» **DIRECTIONS FOR THIS TASK**
Retype each entry. Leave every word as it is.

(Stored data entries)
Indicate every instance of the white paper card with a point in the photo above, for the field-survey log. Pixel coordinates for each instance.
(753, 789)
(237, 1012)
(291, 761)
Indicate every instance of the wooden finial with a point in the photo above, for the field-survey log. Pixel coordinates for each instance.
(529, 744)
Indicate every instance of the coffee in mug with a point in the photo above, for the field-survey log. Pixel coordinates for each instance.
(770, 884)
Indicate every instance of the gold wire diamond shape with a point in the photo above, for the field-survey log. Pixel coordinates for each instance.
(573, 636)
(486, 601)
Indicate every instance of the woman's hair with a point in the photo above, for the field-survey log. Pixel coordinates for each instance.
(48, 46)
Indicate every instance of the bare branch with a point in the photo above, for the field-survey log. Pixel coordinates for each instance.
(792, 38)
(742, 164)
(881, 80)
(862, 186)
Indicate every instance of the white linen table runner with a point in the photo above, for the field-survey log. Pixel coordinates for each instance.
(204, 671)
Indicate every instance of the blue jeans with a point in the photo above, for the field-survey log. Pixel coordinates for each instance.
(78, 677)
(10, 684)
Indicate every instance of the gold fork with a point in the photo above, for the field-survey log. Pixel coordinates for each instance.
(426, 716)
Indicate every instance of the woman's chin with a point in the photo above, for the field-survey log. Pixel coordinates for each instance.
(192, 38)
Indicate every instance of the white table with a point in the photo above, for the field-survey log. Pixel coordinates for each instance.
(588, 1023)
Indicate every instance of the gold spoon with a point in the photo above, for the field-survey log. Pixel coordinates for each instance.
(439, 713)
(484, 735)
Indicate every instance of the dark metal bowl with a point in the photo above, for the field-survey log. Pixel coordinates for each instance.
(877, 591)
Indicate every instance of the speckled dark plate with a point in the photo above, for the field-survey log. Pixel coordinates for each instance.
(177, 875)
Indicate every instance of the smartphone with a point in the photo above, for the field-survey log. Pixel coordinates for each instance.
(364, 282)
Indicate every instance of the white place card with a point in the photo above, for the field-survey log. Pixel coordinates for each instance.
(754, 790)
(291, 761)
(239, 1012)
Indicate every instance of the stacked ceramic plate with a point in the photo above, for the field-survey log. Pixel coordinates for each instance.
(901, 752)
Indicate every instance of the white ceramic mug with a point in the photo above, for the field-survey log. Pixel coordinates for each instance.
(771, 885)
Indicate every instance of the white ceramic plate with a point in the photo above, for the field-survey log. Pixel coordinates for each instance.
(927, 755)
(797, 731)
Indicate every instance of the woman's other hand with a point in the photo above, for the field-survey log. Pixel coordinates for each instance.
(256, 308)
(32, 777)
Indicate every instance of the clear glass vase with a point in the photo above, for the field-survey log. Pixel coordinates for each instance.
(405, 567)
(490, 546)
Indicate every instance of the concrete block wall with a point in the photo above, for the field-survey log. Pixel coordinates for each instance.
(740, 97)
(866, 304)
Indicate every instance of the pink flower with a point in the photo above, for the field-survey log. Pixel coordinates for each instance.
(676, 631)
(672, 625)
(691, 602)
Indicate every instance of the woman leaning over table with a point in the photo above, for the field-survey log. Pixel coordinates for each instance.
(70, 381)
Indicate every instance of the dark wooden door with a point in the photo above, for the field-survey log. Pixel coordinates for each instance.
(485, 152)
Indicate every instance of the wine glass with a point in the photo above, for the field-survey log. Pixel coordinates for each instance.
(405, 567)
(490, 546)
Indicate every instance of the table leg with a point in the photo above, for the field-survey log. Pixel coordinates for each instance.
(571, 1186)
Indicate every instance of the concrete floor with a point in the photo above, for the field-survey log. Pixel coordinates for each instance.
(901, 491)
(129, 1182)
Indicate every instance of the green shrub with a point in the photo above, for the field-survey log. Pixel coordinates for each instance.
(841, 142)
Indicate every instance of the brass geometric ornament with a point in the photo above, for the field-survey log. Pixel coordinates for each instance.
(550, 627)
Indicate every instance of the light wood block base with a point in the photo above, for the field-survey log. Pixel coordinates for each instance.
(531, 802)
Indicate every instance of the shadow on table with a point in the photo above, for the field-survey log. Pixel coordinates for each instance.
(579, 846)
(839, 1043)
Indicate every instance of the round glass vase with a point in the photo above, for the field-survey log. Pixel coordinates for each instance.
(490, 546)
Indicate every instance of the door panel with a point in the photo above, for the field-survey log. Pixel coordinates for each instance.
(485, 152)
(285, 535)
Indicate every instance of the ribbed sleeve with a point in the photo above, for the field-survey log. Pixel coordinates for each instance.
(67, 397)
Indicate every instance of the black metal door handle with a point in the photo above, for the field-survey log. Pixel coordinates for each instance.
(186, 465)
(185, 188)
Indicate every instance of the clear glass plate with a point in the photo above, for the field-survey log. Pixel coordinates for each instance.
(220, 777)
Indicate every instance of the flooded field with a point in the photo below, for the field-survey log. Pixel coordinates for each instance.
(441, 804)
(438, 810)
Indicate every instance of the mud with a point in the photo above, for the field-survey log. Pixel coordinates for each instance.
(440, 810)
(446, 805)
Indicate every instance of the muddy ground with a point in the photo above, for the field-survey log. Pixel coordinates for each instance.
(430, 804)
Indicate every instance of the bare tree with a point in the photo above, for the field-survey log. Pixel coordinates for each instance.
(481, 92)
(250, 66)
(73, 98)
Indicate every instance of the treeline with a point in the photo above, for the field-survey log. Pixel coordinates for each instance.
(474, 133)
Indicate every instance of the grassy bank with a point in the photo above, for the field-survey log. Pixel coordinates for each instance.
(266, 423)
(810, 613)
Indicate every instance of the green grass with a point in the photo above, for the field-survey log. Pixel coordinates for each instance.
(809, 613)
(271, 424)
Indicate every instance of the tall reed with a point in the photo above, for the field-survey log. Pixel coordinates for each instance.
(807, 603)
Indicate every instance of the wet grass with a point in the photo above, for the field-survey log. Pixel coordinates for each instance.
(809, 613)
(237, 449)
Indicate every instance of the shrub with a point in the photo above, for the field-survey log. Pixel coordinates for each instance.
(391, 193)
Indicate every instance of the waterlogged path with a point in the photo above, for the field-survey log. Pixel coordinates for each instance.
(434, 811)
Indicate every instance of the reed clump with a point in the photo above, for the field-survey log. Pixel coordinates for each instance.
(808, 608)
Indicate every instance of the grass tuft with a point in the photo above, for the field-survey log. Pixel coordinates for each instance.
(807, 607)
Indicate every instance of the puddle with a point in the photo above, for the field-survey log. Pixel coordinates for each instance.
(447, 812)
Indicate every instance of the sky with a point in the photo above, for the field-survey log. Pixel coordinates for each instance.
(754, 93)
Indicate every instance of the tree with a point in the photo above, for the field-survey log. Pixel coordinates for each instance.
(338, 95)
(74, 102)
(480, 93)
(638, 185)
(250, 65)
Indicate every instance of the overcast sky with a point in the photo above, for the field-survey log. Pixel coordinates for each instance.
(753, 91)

» **SOLUTION FOR THIS TASK**
Indicate every instance of the white paper card with a point in the photo above, for the field-survey log. Pixel coordinates for each instance.
(753, 789)
(237, 1012)
(291, 761)
Indicate every instance of the wooden finial with a point in the photo above, for the field-survey log. Pixel coordinates for each instance.
(529, 744)
Indicate every instance of the coffee in mug with a point in the photo above, for the field-survey log. Pixel coordinates for each instance.
(770, 884)
Indicate every instance of the gold wire diamond shape with a point in the photo above, for the field-survey log. Pixel coordinates for each instance.
(573, 636)
(486, 601)
Indicate every instance of the woman's hair with a point in the photo above, for the field-survey log. Pixel coordinates for each instance.
(48, 46)
Indicate every instance of the bare branch with a point in the photo above, for the field-survey log. Pixel coordinates for each instance.
(792, 38)
(742, 164)
(881, 80)
(862, 186)
Indicate every instance of the white linen table runner with a point in the photo above, for the field-survey log. Pixel coordinates for each instance.
(204, 671)
Indicate every instance of the blue jeans with a point in the photo above, for the field-survey log. Pixel coordinates for each instance.
(78, 677)
(10, 684)
Indicate every instance of the gold fork with a point in the photo above, for the field-survey log. Pixel coordinates for each instance.
(426, 716)
Indicate every instance of the woman's chin with a point in the photo above, for the field-survey log. Pixel coordinates for each instance.
(192, 38)
Indicate every instance of the white table with a point in the photo above, for the field-survey log. Pixel coordinates for each instance.
(588, 1023)
Indicate every instance of the gold spoon with a point in the photo above, for the field-survey log. Pixel coordinates for each instance.
(439, 713)
(484, 735)
Indicate every instance of the dark metal bowl with a point in the photo above, for the field-survey log. Pixel coordinates for each instance.
(877, 591)
Indicate every instance of the speckled dark plate with a point in the photo above, for the field-survey log. Pixel coordinates for each instance.
(177, 875)
Indicate every instance of the smartphone with a point in the photo above, for the field-survey log. Pixel coordinates for each instance.
(364, 282)
Indicate every instance of the white place card with a point in the photo above, for the field-survey log. Pixel coordinates for each instance.
(754, 790)
(291, 761)
(239, 1012)
Indicate every instance of the stacked ceramic plate with a point in the photo above, for the field-survey log. Pixel coordinates for each instance.
(901, 752)
Indicate every instance of the white ceramic mug with a point in the photo above, for the field-survey log. Pixel coordinates for each instance.
(771, 885)
Indicate every instance of the white ceramic plate with a point in the photo above, for the field-survey log. Pixel coordinates for each instance.
(927, 755)
(797, 731)
Indicate every instance of the woman's other hand with a point in the photo above, for the field-survey log. Pixel coordinates for each instance.
(256, 308)
(32, 777)
Indicate every instance of the clear glass vase with a point in the photo above, for the field-survey log. Pixel coordinates for each instance.
(405, 567)
(490, 546)
Indicate every instance of the concrete block wall with a point in the photo above, for the field-survey log. Pixel coordinates for each instance.
(740, 97)
(866, 304)
Indicate every instance of the pink flower with a point in the photo above, for the field-survey log. Pixel coordinates for each instance.
(676, 631)
(672, 625)
(691, 602)
Indicate every instance of the woman leaning over table with a point in the photo above, for the field-survey log. Pixel coordinates for each instance.
(70, 381)
Indicate every instance of the dark wooden door with a point in the photo above, for the field-survey log. Pixel coordinates for each instance.
(485, 152)
Indicate every instance of the wine glass with a point in the photo above, for the field-survey log. Pixel coordinates for each instance.
(405, 567)
(490, 546)
Indicate every instance of the table leg with a point in the photo above, for the field-survey log. Pixel coordinates for each instance.
(571, 1186)
Indicate every instance of the concrete floor with a point in the photo above, for the field-survey log. Pixel coordinates for each instance.
(901, 491)
(129, 1182)
Indicate every instance of the green shrub with a point in the photo above, for the field-survey log. Pixel coordinates for each instance.
(841, 142)
Indicate every instance of the brass geometric ornament with a point in the photo above, for the field-survey log. Pixel coordinates for each instance.
(550, 627)
Indicate every instance of the light wood block base with a point in the photo above, for the field-survey log. Pixel coordinates for each instance.
(531, 802)
Indicate every instance of the shadow on table with a point in the photo above, for the field-survey log. Pixel coordinates for each instance.
(579, 846)
(839, 1043)
Indicate every instance of the round glass vase with a point in the photo above, for the field-survey log. Pixel coordinates for each instance.
(490, 546)
Indicate every instance of the door panel with a point in the photo above, for the field-survey log. Pixel coordinates for each instance.
(485, 152)
(285, 535)
Indicate every instance of the ribbed sleeve with a point in the photo above, for the field-survey log. Pixel coordinates for each instance.
(67, 397)
Indicate every instance of the black metal door handle with a point in the photo above, for the field-survey log. Pixel coordinates for each instance.
(186, 465)
(185, 188)
Indicate every instance of the clear glass plate with a point in the photo above, for the field-survey log. Pixel coordinates for each instance.
(220, 777)
Indicate every instance of the flooded field with a point in the photo below, for the field-survey log. Pixel coordinates for each instance.
(441, 804)
(438, 810)
Indicate every instance of the mud with a point in the photo above, for the field-survey log. Pixel coordinates for each instance.
(440, 810)
(446, 805)
Indicate every instance of the muddy ground with a point in the photo above, for the field-survey log. Pixel coordinates for each instance.
(430, 804)
Indicate every instance of the bare tree with a point in the photo above, for the field-survey log. Pixel coordinates for each instance.
(481, 92)
(250, 66)
(73, 98)
Indicate every instance of the treeline with a point in the photo above, for the field-survey log. Pixel coordinates for each instance.
(474, 133)
Indicate every instance of the grassy bank with a point in the photo above, for the field-survey log. Pixel coordinates for each instance.
(266, 423)
(810, 613)
Indicate every instance of the green grass with a point in the photo above, for the field-survey log. Pixel coordinates for each instance.
(809, 613)
(271, 424)
Indicate every instance of the tall reed with a point in the photo above, for the field-survey log. Pixel coordinates for each instance.
(807, 603)
Indicate every instance of the wet grass with a point in the photo above, for the field-survey log. Pixel coordinates for each instance.
(809, 613)
(237, 449)
Indicate every instance of the shrub with a point in the photo above, for the field-survey log. Pixel coordinates for each instance.
(391, 193)
Indicate every instance of the waterlogged path with a point in the photo above, for the field-survey log. Pixel coordinates for each instance.
(434, 811)
Indicate every instance of the reed clump with a point in the photo above, for the field-survey log. Pixel coordinates for each instance.
(808, 608)
Indicate every instance of the grass tuft with a point in the photo above, for the field-survey log. Pixel coordinates for each instance.
(807, 607)
Indicate every instance of the puddle with a point in the photo above, for the field-survey log. Pixel coordinates for each instance.
(447, 812)
Indicate every instance of the sky with a point in the photo above, for the field-survey log. Pixel coordinates for each instance.
(754, 93)
Indicate every instance of the tree with a point in the photo above, for the field-survey log. Pixel coordinates for each instance.
(338, 95)
(74, 102)
(480, 93)
(638, 185)
(250, 65)
Indicate every instance of the overcast sky with a point in the photo above, for the field-survey log. Pixel coordinates for each instance.
(753, 91)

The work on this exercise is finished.